Work request
Transcribe the data exactly.

Excerpts from a dataset
================================
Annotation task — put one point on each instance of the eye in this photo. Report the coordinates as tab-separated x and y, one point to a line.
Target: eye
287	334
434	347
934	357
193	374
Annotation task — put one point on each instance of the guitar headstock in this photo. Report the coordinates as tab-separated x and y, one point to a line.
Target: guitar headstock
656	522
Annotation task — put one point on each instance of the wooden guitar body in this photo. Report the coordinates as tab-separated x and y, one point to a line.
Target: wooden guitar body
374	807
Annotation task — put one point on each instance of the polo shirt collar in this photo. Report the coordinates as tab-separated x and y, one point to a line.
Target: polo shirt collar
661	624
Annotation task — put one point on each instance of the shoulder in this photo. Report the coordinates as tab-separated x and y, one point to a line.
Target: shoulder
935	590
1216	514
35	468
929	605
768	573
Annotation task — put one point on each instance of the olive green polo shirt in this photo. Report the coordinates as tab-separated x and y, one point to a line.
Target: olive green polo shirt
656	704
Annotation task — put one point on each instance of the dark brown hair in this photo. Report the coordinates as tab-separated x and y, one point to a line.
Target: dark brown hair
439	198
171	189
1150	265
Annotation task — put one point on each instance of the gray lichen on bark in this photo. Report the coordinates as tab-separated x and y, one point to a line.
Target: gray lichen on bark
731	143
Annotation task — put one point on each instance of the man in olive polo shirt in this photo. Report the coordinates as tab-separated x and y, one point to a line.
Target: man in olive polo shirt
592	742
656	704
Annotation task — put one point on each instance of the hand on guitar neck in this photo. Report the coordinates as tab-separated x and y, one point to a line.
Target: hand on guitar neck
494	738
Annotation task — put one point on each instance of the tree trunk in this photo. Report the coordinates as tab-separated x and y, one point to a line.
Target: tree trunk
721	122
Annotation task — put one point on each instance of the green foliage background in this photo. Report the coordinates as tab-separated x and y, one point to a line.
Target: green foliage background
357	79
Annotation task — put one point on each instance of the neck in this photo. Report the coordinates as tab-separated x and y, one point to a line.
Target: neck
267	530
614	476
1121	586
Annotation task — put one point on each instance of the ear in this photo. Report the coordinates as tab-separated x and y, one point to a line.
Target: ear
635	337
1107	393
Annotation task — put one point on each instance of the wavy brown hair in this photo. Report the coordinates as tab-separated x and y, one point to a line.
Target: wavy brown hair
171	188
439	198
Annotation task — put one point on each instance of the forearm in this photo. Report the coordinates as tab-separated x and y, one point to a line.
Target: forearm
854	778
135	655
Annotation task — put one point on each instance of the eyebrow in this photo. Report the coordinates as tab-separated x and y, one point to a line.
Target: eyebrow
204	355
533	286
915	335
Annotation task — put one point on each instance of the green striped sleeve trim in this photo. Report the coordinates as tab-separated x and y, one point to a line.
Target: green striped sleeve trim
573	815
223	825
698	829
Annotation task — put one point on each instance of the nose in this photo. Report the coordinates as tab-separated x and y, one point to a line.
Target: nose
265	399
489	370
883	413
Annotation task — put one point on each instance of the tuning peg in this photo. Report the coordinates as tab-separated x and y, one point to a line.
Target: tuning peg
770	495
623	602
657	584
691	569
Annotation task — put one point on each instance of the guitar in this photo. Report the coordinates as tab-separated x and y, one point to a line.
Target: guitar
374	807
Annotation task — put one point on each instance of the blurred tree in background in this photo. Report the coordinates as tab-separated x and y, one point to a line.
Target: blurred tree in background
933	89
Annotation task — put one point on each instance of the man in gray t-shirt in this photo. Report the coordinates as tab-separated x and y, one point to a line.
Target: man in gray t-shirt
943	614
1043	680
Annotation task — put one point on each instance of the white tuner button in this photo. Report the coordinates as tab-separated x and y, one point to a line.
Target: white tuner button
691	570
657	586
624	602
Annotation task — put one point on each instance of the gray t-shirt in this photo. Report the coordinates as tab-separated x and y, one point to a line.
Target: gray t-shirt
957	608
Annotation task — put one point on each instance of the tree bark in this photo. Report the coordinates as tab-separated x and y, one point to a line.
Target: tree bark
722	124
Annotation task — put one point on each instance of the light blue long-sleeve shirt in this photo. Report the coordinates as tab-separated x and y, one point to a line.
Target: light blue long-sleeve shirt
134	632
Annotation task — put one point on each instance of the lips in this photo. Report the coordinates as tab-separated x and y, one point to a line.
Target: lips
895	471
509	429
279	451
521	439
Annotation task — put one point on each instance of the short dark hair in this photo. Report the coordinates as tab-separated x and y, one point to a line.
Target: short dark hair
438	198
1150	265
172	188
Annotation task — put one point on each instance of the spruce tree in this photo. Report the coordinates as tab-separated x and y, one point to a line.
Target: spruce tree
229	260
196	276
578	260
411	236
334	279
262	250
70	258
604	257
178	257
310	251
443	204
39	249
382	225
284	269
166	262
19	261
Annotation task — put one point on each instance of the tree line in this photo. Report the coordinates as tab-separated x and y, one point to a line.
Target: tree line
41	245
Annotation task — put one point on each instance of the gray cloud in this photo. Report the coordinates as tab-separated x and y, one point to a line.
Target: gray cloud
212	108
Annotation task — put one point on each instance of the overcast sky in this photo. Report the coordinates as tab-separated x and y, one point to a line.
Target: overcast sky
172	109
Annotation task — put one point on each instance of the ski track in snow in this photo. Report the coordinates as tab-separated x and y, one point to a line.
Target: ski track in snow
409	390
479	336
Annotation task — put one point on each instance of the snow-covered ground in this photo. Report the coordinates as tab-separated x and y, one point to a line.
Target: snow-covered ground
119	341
================================
Exercise result
Annotation task — put one point on each instance of the eye in this photo. Report the coordinates as tab-separated x and y, one point to a line.
Target: eye
287	334
434	347
934	357
193	374
Annotation task — put one point on each instance of the guitar headstock in this photo. Report the coordinates as tab-separated x and y, one point to a line.
Target: guitar headstock
656	522
Annotation task — put one point on each instance of the wooden guitar body in this photo. Report the coordinates as tab-separated x and y, one point to a line.
Target: wooden guitar body
374	807
Annotation task — put one point on each instance of the polo shirt collar in this photo. Report the coordinates as tab-separated x and y, one point to a line.
Target: polo shirt collar
661	624
Annotation task — put one point on each instance of the shoulder in this photo. Report the coordinates as tab-separated x and y, one point to a line.
Target: shoulder
935	590
1216	514
35	468
929	605
768	573
Annotation task — put one point on each instance of the olive green polo shirt in this photo. Report the coordinates as tab-separated x and y, one point to a line.
Target: olive green polo shirt
656	704
Annotation task — put one point on each instance of the dark brown hair in this photo. Report the coordinates as tab-separated x and y, one point to a line.
Target: dark brown hair
439	198
171	189
1150	265
Annotation task — put one point on each instance of the gray lichen on bark in this photo. Report the coordinates as tab-separated x and y, one point to a line.
Target: gray lichen on bark
731	143
Annotation task — put one point on each instance of the man in olive polo shirt in this photo. Report the coordinates as tab-separated x and y, one point to a line.
Target: man in olive polo shirt
592	742
656	704
Annotation task — put one point on each instance of the hand on guitar neck in this photo. Report the coordinates as tab-separated x and y, one point to a line.
Target: hand on guitar neck
494	738
Annotation task — put one point on each instance of the tree trunk in this photo. Report the coordinates as tab-separated x and y, one point to a line.
Target: tree trunk
721	122
Annotation task — put one point on each instance of the green foliage background in this photo. Report the coordinates as tab-separated x and y, one point to a line.
Target: green foliage background
357	79
Annotation task — put one point on each instance of the neck in this photo. Report the coordinates as tab-separated x and y, one point to a line.
Target: neck
267	530
614	476
1121	586
Annotation task — put one point on each instance of the ear in this photo. Report the coordinates as tab-separated x and y, one point to a line.
Target: ear
635	337
1107	393
Annotation task — put one point on each instance of the wavy brown hair in this photo. Report the coordinates as tab-separated x and y, one point to a line.
Target: wavy brown hair
171	188
439	198
Annotation task — put one point on each instance of the forearm in this photo. Report the coordinates as tab-separated x and y, one point to a line.
Target: forearm
854	778
135	655
Annotation task — put one point on each instance of the eyebrow in this photo. Report the coordinates as tab-separated x and y, one point to a line.
Target: eyebrow
204	355
533	286
915	335
Annotation task — put one point on each instance of the green striped sleeve trim in this photo. Report the coordinates as tab-separated x and y, one point to a line.
Target: green striped sleeve trim
573	815
223	825
698	829
Annotation task — put one point on each instance of the nose in this photo. Report the coordinates as tab-separated x and y, one point to a line.
Target: nose
265	399
489	370
883	413
Annotation task — put one point on each instance of the tuning peg in this photo. Report the coordinates as tab-separated x and y, one point to a line.
Target: tuning peg
770	495
623	602
657	584
691	569
Annotation task — put one point on each instance of the guitar in this photo. Report the coordinates as tab-separated x and y, one point to a line.
Target: guitar
374	807
Annotation task — put one point on each instance of the blurred tree in background in this photo. Report the coordinates as tab-separated x and y, one point to a line.
Target: blurred tree in background
933	89
Annotation task — put one point on each instance of the man in gray t-shirt in this photo. Report the coordinates as tab-separated x and y, one point to a line.
Target: man in gray t-shirt
943	614
1043	680
Annotation task — put one point on each instance of the white tuner button in this photo. Report the coordinates as tab-separated x and y, one point to a line.
Target: white tuner button
691	570
657	586
624	602
Annotation task — put one point on each instance of the gray t-shirt in this photo. Report the coordinates as tab-separated x and y, one point to a line.
Target: gray t-shirt
957	608
Annotation task — put one point on each instance of the tree bark in this photo. Report the coordinates as tab-separated x and y, one point to a line.
Target: tree bark
722	124
Annotation task — put one point on each instance of the light blue long-sleeve shirt in this photo. Report the coordinates as tab-separated x and y, one point to a line.
Target: light blue long-sleeve shirt
134	632
Annotation task — put one point on each instance of the lips in this photo. Report the coordinates as tab-separated x and y, one point to a line.
Target: lips
895	471
509	429
279	451
521	439
Annotation task — put one point on each instance of the short dark hair in this photo. Report the coordinates as tab-separated x and y, one point to a line.
Target: short dark hair
438	198
1150	265
172	188
Annotation task — put one point on each instance of the spruce tree in this photo. Report the coordinates as tab-separated x and y, one point to a line.
Target: spruce tree
229	260
196	276
578	260
411	236
334	279
262	250
70	258
604	257
178	257
310	251
443	204
39	249
382	225
284	269
166	262
19	261
Annotation task — put one point on each instance of the tree line in this photo. Report the coordinates as tab-separated x and y, one point to a line.
Target: tree line
41	245
Annotation task — put one point on each instance of the gray cloud in this photo. Report the coordinates as tab-separated x and y, one point to a line.
Target: gray cloud
212	108
Annotation task — put one point on each instance of the overcast sky in this photo. Report the coordinates as tab-separated x and y, one point to a line.
Target: overcast sky
172	109
Annotation task — put one point on each instance of the ski track in snow in this photo. Report the coordinates as tab-separated x and y, one point to a line.
Target: ski track in snow
409	390
479	336
Annotation task — put one point on each instance of the snow-covered ground in this photo. Report the coordinates as tab-separated x and y, one point to a line.
Target: snow-covered ground
119	341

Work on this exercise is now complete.